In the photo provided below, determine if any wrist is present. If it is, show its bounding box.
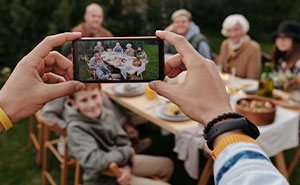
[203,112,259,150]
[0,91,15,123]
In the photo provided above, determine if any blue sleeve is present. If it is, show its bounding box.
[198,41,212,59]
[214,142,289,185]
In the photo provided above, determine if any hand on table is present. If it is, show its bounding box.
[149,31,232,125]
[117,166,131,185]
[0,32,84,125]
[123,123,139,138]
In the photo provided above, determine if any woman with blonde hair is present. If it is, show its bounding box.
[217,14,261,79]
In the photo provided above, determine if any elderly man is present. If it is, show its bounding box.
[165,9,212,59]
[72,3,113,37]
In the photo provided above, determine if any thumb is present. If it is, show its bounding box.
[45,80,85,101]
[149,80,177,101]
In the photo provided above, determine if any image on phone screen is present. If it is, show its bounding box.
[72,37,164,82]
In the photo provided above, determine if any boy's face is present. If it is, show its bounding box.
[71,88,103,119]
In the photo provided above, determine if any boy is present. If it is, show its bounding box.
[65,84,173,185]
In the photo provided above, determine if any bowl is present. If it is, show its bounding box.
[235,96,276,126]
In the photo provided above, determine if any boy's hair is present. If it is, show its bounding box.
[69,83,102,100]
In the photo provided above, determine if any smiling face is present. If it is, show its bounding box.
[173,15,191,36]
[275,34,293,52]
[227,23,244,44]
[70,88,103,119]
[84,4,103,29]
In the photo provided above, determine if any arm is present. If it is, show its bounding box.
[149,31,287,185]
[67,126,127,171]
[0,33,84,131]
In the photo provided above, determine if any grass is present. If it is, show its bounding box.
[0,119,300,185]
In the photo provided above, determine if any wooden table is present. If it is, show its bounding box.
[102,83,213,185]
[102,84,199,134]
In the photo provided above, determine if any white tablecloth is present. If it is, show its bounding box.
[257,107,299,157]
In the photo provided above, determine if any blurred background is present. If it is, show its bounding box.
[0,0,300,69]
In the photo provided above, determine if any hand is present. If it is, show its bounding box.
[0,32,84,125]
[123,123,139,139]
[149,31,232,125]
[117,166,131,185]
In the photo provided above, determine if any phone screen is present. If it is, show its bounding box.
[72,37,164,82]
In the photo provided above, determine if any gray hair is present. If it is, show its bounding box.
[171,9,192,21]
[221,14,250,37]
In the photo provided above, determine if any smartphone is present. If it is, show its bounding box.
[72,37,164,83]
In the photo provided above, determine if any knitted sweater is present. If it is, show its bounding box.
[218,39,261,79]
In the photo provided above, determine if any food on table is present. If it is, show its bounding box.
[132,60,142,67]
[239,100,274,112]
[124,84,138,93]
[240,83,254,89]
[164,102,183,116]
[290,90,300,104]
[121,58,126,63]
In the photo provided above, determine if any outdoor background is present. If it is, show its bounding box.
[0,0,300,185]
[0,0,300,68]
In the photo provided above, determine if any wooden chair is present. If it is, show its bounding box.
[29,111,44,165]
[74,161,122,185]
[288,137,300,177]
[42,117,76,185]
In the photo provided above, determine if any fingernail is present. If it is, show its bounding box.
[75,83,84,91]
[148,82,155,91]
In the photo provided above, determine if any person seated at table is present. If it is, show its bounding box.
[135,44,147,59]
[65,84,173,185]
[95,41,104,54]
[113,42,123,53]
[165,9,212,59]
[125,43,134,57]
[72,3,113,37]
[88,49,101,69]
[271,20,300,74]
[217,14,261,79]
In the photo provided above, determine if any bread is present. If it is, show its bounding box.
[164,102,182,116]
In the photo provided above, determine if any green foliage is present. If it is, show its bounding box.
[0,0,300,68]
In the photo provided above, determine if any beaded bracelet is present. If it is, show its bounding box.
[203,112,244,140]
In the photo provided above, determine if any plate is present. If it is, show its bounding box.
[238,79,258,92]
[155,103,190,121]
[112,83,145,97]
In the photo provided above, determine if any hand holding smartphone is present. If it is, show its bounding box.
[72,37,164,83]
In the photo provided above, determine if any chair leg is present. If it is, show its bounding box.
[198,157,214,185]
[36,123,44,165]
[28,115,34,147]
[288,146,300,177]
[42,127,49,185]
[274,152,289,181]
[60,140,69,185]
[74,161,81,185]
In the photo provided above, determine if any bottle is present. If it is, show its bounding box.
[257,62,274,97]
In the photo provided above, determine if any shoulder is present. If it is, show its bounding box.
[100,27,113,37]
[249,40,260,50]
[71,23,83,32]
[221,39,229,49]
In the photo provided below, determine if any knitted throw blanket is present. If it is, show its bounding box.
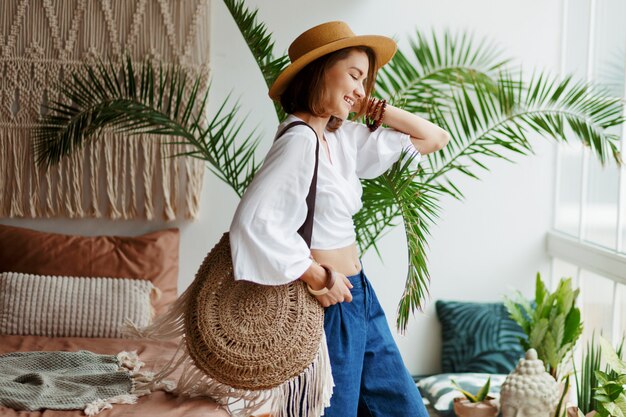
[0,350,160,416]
# # # # # # #
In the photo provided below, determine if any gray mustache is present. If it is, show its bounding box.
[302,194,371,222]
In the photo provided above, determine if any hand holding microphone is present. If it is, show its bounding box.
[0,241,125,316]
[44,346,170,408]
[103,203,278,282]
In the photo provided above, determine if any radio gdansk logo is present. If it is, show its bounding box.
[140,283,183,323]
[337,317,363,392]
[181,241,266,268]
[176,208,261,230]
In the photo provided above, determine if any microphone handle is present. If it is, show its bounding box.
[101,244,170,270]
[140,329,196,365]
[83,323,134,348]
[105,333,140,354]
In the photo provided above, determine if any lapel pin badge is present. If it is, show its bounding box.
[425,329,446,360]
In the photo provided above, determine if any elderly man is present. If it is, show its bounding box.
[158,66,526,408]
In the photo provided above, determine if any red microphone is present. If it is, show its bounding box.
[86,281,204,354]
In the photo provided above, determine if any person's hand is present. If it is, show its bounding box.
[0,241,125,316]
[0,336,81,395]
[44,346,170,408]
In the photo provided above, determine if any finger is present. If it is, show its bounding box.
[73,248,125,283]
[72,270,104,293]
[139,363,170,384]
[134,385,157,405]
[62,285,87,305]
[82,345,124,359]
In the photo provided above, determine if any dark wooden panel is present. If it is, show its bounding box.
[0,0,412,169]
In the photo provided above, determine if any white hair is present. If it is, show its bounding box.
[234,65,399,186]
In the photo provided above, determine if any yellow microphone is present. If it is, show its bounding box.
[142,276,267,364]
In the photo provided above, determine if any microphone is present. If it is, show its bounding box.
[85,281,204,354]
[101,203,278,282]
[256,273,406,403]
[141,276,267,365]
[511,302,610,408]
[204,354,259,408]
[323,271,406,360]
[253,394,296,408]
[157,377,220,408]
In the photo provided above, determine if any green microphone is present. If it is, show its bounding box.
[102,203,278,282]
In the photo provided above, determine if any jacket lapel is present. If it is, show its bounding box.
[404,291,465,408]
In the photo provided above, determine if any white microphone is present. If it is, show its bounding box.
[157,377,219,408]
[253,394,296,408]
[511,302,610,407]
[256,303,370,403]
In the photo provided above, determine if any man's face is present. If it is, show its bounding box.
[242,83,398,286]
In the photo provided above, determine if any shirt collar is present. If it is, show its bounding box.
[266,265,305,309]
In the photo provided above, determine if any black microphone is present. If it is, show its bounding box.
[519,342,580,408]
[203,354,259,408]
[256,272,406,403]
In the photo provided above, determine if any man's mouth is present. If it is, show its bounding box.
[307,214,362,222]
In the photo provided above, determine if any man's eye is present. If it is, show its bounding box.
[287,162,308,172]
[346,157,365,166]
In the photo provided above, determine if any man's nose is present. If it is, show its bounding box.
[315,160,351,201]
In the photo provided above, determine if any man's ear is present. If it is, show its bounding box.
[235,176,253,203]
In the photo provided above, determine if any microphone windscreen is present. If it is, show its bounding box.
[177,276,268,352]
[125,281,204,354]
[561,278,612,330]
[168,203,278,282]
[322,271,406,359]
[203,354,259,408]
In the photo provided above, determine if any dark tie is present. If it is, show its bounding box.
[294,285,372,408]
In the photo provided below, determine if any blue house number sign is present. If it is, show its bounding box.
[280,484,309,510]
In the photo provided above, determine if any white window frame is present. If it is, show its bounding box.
# # # # # # #
> WORK TO BE COMPLETED: Tally the lines in the rows above that contain the string "chair", counting a match only when its case agrees, and reply with the number alone.

> RESULT OF THE TASK: 2